Exercise prompt
A stretch of the entries below is to be set down exactly, running from the line with "Every <instance> block" through the line with "box: [1224, 874, 1268, 1100]", both included, and no other line.

═════ Provided material ═════

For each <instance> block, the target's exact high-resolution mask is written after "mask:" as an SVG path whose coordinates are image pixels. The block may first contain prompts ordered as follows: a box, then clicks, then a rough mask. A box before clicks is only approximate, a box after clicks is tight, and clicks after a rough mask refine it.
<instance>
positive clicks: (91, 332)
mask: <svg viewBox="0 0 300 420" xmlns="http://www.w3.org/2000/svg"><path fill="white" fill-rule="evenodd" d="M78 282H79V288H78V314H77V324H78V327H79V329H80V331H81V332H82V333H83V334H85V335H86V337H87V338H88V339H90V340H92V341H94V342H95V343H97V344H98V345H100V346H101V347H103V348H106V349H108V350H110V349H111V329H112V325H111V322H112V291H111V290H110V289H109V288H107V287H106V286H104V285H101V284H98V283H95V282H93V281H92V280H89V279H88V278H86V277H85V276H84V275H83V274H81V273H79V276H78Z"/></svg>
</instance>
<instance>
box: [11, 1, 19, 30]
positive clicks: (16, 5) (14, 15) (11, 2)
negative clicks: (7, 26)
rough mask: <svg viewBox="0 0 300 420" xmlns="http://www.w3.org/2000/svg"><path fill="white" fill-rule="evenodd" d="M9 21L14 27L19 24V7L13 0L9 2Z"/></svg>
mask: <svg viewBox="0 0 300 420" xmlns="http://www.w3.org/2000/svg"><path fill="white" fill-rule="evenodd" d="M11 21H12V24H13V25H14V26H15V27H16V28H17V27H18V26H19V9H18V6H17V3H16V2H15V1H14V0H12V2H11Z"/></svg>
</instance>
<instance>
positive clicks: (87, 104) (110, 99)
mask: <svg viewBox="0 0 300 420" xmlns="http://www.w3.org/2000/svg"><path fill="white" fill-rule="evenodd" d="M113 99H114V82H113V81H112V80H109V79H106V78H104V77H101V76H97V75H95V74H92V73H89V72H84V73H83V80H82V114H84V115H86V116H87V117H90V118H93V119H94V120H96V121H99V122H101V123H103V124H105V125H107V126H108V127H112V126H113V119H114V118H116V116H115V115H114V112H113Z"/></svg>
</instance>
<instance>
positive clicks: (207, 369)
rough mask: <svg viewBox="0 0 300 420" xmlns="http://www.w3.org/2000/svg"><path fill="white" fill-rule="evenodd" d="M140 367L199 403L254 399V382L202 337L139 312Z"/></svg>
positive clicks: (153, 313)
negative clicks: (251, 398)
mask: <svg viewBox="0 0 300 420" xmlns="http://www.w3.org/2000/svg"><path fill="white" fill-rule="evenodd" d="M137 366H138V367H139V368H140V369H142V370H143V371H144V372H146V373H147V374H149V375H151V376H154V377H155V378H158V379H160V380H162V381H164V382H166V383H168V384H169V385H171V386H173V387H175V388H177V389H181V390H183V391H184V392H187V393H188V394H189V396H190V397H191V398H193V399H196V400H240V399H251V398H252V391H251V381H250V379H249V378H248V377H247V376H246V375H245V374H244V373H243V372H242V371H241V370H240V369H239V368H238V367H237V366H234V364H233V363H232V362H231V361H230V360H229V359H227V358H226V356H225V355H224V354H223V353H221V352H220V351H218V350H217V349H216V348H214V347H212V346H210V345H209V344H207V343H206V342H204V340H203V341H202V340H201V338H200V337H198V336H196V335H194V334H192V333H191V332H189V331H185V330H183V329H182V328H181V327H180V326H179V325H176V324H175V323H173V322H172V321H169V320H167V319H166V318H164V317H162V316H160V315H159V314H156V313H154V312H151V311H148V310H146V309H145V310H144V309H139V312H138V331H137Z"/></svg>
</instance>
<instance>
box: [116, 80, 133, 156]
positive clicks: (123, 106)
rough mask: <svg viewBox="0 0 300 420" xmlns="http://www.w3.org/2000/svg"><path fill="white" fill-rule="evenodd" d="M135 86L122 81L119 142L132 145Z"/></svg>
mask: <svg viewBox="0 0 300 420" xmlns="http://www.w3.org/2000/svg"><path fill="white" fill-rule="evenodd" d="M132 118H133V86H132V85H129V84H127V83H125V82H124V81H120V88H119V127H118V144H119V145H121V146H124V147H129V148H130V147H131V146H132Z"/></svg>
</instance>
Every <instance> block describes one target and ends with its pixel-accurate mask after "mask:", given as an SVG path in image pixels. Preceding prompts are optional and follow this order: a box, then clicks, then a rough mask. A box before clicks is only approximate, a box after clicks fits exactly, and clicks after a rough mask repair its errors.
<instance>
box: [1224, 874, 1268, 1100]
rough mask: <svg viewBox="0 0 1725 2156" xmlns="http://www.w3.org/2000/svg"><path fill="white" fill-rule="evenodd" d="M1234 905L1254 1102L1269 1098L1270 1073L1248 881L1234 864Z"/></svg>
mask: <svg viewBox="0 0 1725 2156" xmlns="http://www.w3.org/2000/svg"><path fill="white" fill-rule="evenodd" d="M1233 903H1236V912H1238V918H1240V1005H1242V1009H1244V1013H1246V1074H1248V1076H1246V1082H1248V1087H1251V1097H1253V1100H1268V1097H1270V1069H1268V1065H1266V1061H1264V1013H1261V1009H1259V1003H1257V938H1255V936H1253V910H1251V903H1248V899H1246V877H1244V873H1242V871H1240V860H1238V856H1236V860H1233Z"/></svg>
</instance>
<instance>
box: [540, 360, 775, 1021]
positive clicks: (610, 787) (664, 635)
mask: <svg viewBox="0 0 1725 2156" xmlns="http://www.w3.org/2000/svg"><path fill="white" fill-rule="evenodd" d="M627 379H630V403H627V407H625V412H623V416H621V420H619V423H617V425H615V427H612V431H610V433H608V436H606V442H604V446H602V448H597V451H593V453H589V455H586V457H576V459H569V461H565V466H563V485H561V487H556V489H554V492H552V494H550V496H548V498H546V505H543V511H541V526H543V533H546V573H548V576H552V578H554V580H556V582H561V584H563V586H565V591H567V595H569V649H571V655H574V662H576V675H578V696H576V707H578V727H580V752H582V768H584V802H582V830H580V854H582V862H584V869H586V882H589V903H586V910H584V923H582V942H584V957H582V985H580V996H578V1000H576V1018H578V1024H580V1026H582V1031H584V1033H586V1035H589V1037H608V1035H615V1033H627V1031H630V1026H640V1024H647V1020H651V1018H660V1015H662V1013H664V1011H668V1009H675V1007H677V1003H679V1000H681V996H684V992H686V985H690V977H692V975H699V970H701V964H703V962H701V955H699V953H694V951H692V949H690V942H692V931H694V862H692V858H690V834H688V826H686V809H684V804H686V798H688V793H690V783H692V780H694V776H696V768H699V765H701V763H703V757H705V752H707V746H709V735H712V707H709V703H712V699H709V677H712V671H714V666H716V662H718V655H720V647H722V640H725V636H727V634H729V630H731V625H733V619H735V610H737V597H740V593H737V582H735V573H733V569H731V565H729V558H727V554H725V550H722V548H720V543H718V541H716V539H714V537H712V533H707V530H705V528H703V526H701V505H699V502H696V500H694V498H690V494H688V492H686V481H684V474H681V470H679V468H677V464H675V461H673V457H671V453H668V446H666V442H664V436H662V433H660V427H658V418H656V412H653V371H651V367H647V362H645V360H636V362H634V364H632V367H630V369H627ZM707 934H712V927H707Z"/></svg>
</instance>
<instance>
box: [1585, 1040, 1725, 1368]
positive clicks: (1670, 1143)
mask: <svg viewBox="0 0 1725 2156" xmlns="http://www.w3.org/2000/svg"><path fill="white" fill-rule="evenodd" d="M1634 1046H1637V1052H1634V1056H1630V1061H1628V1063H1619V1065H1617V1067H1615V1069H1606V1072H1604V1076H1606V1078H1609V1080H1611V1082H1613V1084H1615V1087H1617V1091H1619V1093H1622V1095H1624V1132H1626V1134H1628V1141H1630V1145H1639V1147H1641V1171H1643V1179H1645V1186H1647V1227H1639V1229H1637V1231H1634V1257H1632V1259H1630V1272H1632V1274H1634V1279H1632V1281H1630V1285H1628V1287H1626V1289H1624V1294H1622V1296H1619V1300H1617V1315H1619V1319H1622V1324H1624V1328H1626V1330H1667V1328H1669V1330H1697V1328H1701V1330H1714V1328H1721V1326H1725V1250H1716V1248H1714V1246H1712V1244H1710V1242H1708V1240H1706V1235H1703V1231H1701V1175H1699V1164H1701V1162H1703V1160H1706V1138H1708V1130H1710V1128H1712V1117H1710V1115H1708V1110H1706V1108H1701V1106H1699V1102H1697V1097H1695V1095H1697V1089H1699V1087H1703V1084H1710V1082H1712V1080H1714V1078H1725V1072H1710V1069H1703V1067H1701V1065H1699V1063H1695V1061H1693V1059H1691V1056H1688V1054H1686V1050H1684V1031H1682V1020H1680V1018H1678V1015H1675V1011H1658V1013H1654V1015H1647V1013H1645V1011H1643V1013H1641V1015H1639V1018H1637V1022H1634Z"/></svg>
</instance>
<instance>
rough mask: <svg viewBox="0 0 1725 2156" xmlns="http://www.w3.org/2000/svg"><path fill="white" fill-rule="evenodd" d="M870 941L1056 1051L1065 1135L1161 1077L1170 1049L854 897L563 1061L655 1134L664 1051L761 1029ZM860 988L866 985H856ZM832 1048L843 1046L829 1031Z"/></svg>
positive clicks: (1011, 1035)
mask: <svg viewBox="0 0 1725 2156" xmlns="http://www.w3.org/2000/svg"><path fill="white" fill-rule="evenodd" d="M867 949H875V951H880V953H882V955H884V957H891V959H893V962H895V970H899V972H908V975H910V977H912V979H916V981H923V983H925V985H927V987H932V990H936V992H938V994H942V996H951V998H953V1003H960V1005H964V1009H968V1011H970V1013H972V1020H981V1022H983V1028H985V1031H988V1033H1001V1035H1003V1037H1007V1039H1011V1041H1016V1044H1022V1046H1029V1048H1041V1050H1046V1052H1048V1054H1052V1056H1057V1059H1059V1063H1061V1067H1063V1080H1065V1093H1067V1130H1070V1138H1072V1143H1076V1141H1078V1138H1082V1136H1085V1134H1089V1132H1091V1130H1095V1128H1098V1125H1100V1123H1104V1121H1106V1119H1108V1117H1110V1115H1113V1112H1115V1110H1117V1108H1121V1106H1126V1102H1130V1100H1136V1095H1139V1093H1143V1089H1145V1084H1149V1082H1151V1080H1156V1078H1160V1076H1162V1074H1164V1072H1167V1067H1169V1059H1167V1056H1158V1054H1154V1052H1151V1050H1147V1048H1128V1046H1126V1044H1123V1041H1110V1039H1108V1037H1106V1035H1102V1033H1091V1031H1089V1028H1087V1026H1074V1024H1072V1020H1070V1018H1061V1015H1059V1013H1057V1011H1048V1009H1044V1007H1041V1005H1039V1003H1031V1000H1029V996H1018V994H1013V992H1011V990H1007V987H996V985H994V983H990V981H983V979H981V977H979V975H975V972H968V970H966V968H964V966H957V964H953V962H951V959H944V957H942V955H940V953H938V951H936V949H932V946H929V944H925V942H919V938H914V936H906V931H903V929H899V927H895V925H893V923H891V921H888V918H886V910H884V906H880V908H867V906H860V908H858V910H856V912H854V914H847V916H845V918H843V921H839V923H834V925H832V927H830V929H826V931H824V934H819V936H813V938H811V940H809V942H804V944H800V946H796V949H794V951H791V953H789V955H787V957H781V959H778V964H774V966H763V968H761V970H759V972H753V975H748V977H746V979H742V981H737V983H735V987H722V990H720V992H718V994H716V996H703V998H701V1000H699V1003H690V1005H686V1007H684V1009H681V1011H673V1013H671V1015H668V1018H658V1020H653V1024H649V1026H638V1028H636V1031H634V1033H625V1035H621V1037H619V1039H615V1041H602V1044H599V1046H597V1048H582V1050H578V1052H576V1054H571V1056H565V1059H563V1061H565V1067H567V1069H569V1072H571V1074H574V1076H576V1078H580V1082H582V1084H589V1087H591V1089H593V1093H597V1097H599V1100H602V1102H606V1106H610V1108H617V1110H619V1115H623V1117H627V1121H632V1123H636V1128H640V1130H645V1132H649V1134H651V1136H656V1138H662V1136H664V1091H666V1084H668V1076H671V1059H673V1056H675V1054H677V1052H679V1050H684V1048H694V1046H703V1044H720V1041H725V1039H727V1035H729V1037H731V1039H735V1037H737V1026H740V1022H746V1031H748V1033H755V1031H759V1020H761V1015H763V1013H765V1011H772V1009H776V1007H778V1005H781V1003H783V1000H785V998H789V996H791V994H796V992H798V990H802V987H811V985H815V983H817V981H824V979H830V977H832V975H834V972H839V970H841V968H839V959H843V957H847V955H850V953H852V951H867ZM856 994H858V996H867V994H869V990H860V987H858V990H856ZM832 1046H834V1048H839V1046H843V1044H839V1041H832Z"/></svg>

═════

Expected output
Every <instance> block describes one target and ends with its pixel-accurate mask after "mask:", given as an SVG path in image pixels. Preceding prompts are optional and follow this order: a box, then clicks, then a rough mask. A box before clicks is only approximate, a box after clicks fits exactly, and clicks after a rough mask repair its errors.
<instance>
box: [1224, 874, 1268, 1100]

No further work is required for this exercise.